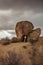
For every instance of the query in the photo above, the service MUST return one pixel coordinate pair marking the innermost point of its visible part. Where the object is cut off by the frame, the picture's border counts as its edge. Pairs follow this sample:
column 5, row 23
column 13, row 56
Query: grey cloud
column 36, row 5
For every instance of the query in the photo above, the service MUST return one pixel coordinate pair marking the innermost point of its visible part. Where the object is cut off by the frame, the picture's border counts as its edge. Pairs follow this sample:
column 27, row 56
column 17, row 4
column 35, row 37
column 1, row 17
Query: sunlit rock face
column 11, row 12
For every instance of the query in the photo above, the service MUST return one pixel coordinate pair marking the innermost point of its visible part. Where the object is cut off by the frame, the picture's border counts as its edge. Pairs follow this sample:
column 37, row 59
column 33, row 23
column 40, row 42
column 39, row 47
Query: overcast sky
column 12, row 11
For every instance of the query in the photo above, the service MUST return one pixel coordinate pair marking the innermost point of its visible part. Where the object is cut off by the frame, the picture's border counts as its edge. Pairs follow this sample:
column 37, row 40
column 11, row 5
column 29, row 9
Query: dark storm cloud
column 22, row 4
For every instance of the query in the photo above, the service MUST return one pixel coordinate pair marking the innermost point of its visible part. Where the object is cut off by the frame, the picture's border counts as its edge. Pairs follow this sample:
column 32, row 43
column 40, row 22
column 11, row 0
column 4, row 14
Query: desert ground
column 22, row 53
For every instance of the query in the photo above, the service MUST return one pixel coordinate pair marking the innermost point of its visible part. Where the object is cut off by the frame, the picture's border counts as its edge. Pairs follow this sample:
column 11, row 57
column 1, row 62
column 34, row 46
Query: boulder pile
column 25, row 31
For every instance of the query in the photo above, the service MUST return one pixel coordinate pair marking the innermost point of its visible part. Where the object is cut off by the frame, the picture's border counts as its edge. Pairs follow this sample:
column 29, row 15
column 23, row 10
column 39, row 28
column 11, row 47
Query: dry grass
column 22, row 53
column 16, row 54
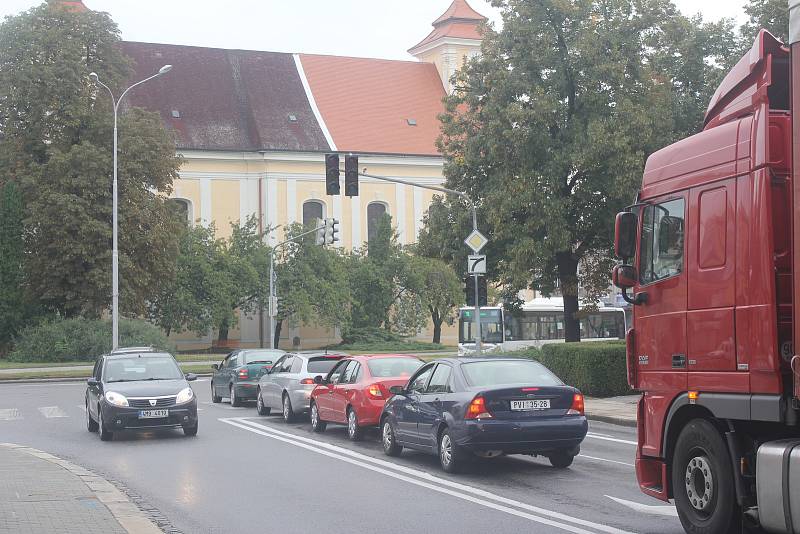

....

● Task brief
Pick out each line in the listing above that contains the word "cloud", and copy those lines unchanged.

● Response to this task
Query: grey cloud
Query: dark storm cloud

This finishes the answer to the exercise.